GOAL:
Drop the images; return everything else in the listing below exactly.

SUPPLIED MATERIAL:
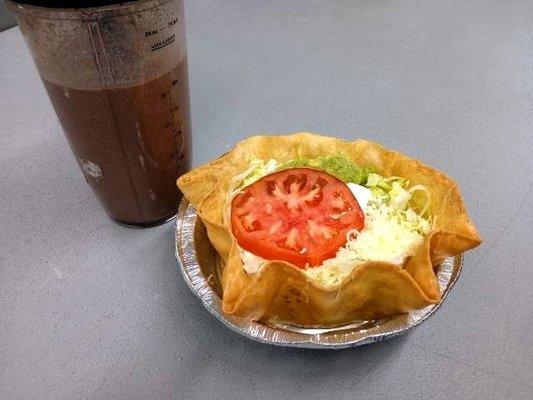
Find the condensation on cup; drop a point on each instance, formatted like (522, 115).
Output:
(117, 77)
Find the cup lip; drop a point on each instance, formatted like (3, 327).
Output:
(112, 10)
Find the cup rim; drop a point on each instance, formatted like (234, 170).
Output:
(86, 13)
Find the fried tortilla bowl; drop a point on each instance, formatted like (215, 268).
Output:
(281, 292)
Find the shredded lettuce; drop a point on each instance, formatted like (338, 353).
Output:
(338, 166)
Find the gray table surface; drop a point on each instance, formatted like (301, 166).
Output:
(92, 310)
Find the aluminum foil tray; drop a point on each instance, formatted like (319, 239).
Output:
(200, 266)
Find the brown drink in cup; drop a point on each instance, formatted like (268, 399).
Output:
(117, 78)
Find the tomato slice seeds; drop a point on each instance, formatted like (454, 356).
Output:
(298, 215)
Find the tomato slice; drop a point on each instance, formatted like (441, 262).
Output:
(298, 215)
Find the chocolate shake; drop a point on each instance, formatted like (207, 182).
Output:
(131, 142)
(116, 73)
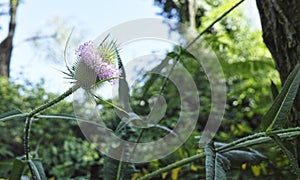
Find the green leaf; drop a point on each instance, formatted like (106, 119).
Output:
(240, 156)
(220, 162)
(274, 90)
(114, 169)
(17, 169)
(37, 169)
(277, 115)
(215, 165)
(209, 163)
(293, 161)
(11, 115)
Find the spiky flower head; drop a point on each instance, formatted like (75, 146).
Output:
(96, 63)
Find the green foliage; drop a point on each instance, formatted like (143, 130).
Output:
(277, 115)
(58, 148)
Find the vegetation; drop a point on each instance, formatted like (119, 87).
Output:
(255, 140)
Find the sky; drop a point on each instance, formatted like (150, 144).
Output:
(92, 16)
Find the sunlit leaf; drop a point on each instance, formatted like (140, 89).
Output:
(293, 161)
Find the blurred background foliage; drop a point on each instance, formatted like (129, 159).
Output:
(249, 70)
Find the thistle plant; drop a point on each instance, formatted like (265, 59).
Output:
(95, 63)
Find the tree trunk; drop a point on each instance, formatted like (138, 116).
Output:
(280, 21)
(6, 46)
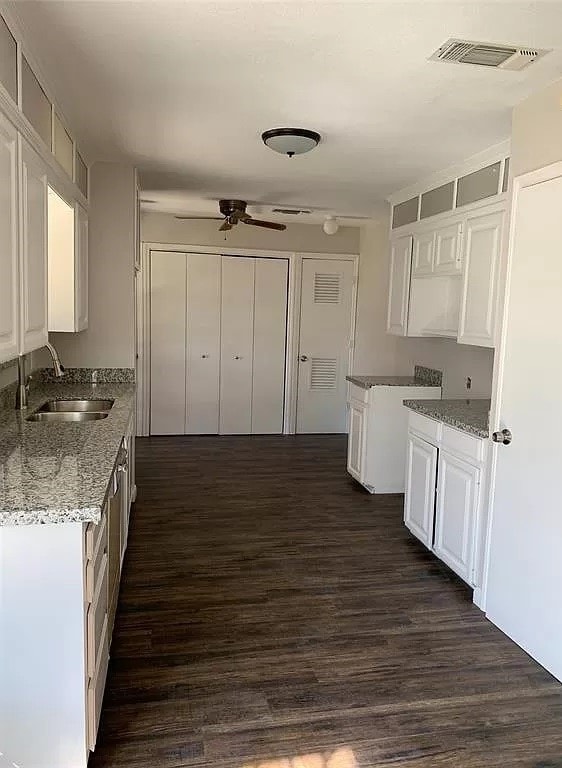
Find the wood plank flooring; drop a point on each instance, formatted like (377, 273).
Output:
(274, 614)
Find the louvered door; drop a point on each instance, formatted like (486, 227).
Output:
(324, 348)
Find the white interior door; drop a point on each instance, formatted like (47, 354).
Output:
(168, 285)
(326, 324)
(524, 595)
(237, 332)
(270, 333)
(203, 343)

OUTPUT BELOW:
Find the condensation on cup; drop a point on each instance, formatted like (522, 115).
Output:
(117, 77)
Find the cup lip; drop a point on each instance, formatted like (3, 327).
Output:
(112, 10)
Find the cup rim; drop a point on each instance, formatted like (234, 170).
Output:
(86, 13)
Find the fried tortilla bowl; drop a point on each instance, formatted like (215, 268).
Output:
(281, 292)
Find the shredded lettuce; drop a point on each instance, formatted like (338, 353).
Output:
(338, 166)
Find the gray table surface; drop a point on each instance, formatted like (301, 166).
Output:
(92, 310)
Find the aluminum foil tray; drop a point on each instance, formatted like (319, 239).
Output:
(200, 266)
Find the brown drink in cup; drop a point on each instance, formatted like (268, 399).
Output:
(117, 78)
Find the tomato slice seeds; drop a point on each instance, formatted like (454, 356).
Output:
(298, 215)
Find the tomato slice; drop a point on each instance, formatted like (441, 262).
Output:
(298, 215)
Find the chocolate shake; drop a point on each instance, formatted like (207, 182).
Output:
(131, 142)
(116, 73)
Find the green leaf; drop a point on each instance, formatted like (106, 119).
Output:
(240, 156)
(220, 162)
(274, 90)
(114, 169)
(17, 169)
(37, 169)
(277, 115)
(215, 165)
(209, 163)
(293, 161)
(11, 115)
Find the spiky flower head; drop a point on each instance, formatted like (75, 146).
Output:
(96, 63)
Find the green foliage; drop a point on each instance, formatted like (143, 130).
Output:
(277, 115)
(58, 148)
Find the vegetation; drop a point on each instance, formatted like (119, 87).
Output:
(255, 140)
Find the sky; drop a point on each instance, formatted like (150, 144).
Output:
(92, 16)
Find the sunlit leaf; drop a point on each instance, formatted like (140, 89).
Output:
(293, 161)
Find the blurred background foliage; drop a point on each instance, formatted like (129, 159).
Output:
(249, 70)
Find the thistle plant; drop a point on each instance, formatted like (265, 59).
Output:
(95, 63)
Find the tree trunk; drop a point on each instance, formatted like (138, 116).
Output:
(280, 21)
(6, 46)
Find the wood plank flooring; drop a point on each instance, formatted like (377, 273).
Output:
(274, 614)
Find the louvered door; drop a point on each instance, formatted like (486, 227).
Output:
(324, 348)
Find the white interior door; drop a point on each instance, formatted like (47, 354).
Output:
(168, 285)
(326, 324)
(524, 595)
(237, 332)
(270, 333)
(203, 343)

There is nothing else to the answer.